I am comforted by the truth that this was never supposed to be my home. As believers, we are ambassadors! Think of a foreign ambassador and what they do! The US Ambassador to Kenya doesn't try to make the Kenyans live and think and act like Americans. No, they simply represent their country to the best of their ability. We represent the Kingdom of God with the help of the Holy Spirit. Sometimes that means we put in our 2 cents about moral standards, I certainly don't see why we can't because as light we brighten and as salt we enhance--our words of truth and wisdom can be great gifts--but most of the time I think being an ambassador is just going to mean we remember we are strangers, we don't expect to have a country at all like our own, we aim to hold true personally to the standards of our own King, and we offer luxurious gifts of grace and love from Him to anyone who will receive them.

I believe that the feelings that flare up inside when our moral standards are not agreed upon by the masses or the lawmakers comes from two things. One, we are feeling God's sadness that people are turning farther and farther from His touch and His wise parental guidance. It's hard to see our country which has been blessed as "One Nation Under God" slowly but surely make that last word taboo. It's heartbreaking when believers interpret the Word differently than each other and feel that they could not possibly be wrong. Christian values doesn't even mean the same thing to me as it may to you! That's because none of us are perfectly in sync with the heart of God. But on the issues that I know for sure break God's heart,  I am learning that these difficulties and disagreements should simply lead us to pray so much more, and make our grief over these things more of a vertical conversation rather than a horizontal one.

Two, I think we are upset because we're simply afraid. It is normal for a child to feel fear when they are not given boundaries, or when they live inside boundaries but all of a sudden no one else is enforcing their playmate's boundaries. When we feel the morality ship is starting to sink, we become afraid and insecure, because we see that the lack of boundaries is going to bring bondage and negative natural consequences instead of freedom and rewards, like we see in families where the parents refuse to discipline their children. When we feel afraid though, we must remember that this is not our home. We're not supposed to settle in comfortably and build a fort around our families, hoping to escape the consequences of the actions we were four square against. Its just like in a marriage or a tight knit community. Whether you like what a loved one did or not, you're likely going to have to suffer the effects of their choices right along with them, at the very least indirectly...and that makes us scared. And sure, angry, too. But we don't need to be afraid.

We are just passing through, friends. We were not promised reward, physical freedom, luxury, ease, or safety here in this foreign land! We should expect turmoil, disagreement (while we don't go looking for it, Jesus never once sugar coated the truth in order to make peace), misinterpretation of our beliefs, misunderstanding of our intentions... and we should bear up under these peaceably without taking offense, like Jesus. Don't be afraid to live by your consciences, that doesn't make you prejudiced or judgmental! That's your right as a human being to think what you want! But we must remember the gentleness in which Jesus showed the heart of God to the world. As the Beloved, remember this: "When they hurled their insults at Him, He did not retaliate; when He suffered, He made no threats. Instead, He entrusted Himself to Him who judges justly. He Himself bore our sins in his body on the tree, so that we might die to sins and live for righteousness; by His wounds you have been healed. For you were like sheep going astray, but now you have returned to the Shepherd and Overseer of your souls." (1 Peter 2:23-25)

> GIVEN DATA:
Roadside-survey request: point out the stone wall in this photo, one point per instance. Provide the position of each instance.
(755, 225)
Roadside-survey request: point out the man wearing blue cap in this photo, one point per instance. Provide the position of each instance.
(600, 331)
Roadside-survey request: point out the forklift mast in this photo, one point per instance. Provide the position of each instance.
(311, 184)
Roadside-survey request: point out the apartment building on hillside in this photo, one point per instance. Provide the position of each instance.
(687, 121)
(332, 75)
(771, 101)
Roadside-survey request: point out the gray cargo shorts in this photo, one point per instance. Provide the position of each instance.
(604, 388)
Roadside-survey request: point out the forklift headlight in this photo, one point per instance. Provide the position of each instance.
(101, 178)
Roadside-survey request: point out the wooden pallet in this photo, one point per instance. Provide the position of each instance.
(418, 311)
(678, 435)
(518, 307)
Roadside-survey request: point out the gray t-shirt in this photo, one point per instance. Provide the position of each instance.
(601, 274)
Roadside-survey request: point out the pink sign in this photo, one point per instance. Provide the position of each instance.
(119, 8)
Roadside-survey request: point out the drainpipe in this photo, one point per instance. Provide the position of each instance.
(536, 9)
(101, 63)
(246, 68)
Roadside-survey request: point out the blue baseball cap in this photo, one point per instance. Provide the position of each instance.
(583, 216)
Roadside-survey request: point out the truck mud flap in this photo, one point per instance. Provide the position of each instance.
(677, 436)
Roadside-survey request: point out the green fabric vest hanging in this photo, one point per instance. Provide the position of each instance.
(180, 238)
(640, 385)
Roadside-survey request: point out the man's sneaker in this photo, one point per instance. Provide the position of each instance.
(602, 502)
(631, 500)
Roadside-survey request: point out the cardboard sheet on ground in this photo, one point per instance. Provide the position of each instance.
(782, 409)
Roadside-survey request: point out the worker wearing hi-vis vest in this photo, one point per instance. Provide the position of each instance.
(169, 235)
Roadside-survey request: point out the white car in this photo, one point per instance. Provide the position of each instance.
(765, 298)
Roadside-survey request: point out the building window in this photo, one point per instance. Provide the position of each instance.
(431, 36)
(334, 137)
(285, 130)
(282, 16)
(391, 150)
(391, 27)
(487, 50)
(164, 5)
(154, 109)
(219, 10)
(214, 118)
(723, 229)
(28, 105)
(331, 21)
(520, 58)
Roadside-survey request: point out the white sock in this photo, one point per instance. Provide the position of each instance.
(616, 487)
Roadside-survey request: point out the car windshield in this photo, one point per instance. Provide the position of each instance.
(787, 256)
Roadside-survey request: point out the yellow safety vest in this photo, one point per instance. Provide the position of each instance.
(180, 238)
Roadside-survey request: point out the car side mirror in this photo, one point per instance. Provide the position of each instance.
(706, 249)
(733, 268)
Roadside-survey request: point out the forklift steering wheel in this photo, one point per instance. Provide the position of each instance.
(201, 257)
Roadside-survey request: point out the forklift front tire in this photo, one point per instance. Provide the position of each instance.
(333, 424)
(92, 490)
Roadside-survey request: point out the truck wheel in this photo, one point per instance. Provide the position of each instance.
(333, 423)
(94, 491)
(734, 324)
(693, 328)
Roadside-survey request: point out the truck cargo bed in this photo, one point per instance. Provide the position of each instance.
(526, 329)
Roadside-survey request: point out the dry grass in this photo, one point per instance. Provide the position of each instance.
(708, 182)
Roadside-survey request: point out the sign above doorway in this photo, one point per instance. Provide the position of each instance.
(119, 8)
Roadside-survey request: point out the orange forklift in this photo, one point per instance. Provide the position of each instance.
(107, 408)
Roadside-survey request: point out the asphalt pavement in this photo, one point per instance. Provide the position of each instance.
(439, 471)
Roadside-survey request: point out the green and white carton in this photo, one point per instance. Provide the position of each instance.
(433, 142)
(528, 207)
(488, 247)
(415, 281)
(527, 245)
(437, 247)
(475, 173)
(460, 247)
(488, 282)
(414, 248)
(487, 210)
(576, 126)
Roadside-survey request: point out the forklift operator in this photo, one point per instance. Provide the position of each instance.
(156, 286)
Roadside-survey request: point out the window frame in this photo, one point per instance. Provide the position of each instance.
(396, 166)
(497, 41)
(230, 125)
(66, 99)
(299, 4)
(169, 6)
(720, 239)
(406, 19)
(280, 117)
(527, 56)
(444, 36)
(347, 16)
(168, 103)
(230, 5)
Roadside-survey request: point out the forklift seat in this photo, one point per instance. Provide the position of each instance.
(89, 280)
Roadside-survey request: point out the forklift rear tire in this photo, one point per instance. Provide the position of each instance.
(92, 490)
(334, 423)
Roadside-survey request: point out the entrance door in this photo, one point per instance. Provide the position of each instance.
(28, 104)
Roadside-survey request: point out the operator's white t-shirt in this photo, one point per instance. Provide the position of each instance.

> TASKS TO CARRY OUT:
a) Answer these questions about the passage on believers as ambassadors, one answer per line, marked to match.
(i) Which ambassador does the passage give as its example?
(ii) What two things does the passage say our feelings come from when the masses or the lawmakers do not agree with our moral standards?
(iii) Which Bible reference is cited at the end?
b) Rewrite the stretch of records from the line that contains "Roadside-survey request: point out the truck wheel" through the end of the records, putting "lift truck" in place of "forklift" and leaving everything else unchanged.

> TASK-BY-TASK RESULTS:
a)
(i) The US Ambassador to Kenya.
(ii) Feeling God's sadness that people are turning farther from Him, and being afraid.
(iii) 1 Peter 2:23-25.

b)
Roadside-survey request: point out the truck wheel in this photo, one point per instance. Provide the position of each instance.
(333, 423)
(94, 491)
(734, 324)
(693, 328)
Roadside-survey request: point out the truck cargo bed in this photo, one point per instance. Provide the position of each instance.
(526, 329)
Roadside-survey request: point out the dry grass in this photo, one point per instance. Provide the position of each instance.
(708, 182)
Roadside-survey request: point out the sign above doorway in this photo, one point per instance. Provide the position of each instance.
(119, 8)
Roadside-survey request: point out the orange lift truck in this photo, one point per instance. Provide the position of each instance.
(107, 408)
Roadside-survey request: point out the asphalt pavement in this photo, one point per instance. Provide the position of each instance.
(439, 471)
Roadside-survey request: point out the green and white carton in this photo, one point per instance. Provide the position of each instance.
(433, 142)
(528, 207)
(488, 247)
(415, 281)
(527, 245)
(437, 247)
(475, 173)
(460, 247)
(488, 282)
(414, 248)
(487, 210)
(576, 126)
Roadside-survey request: point out the lift truck operator in this photo, one point per instance. Provide the position of each instance.
(156, 286)
Roadside-survey request: point out the window frame in this photo, one point per instance. Provide the position of each instance.
(396, 166)
(497, 41)
(230, 125)
(66, 99)
(299, 4)
(169, 6)
(720, 239)
(406, 19)
(280, 117)
(527, 56)
(444, 36)
(347, 16)
(168, 103)
(230, 5)
Roadside-survey request: point out the lift truck seat in this photo, one point per instance. Provide the position of each instance.
(89, 280)
Roadside-survey request: point out the lift truck rear tire in this photo, one point per instance. Provide the position of each instance.
(92, 490)
(334, 423)
Roadside-survey request: point out the entrance door in this photo, one point per instance. Provide the position of each instance.
(28, 104)
Roadside-survey request: point out the operator's white t-shirt in this photo, one point per instance. Provide the position of each instance.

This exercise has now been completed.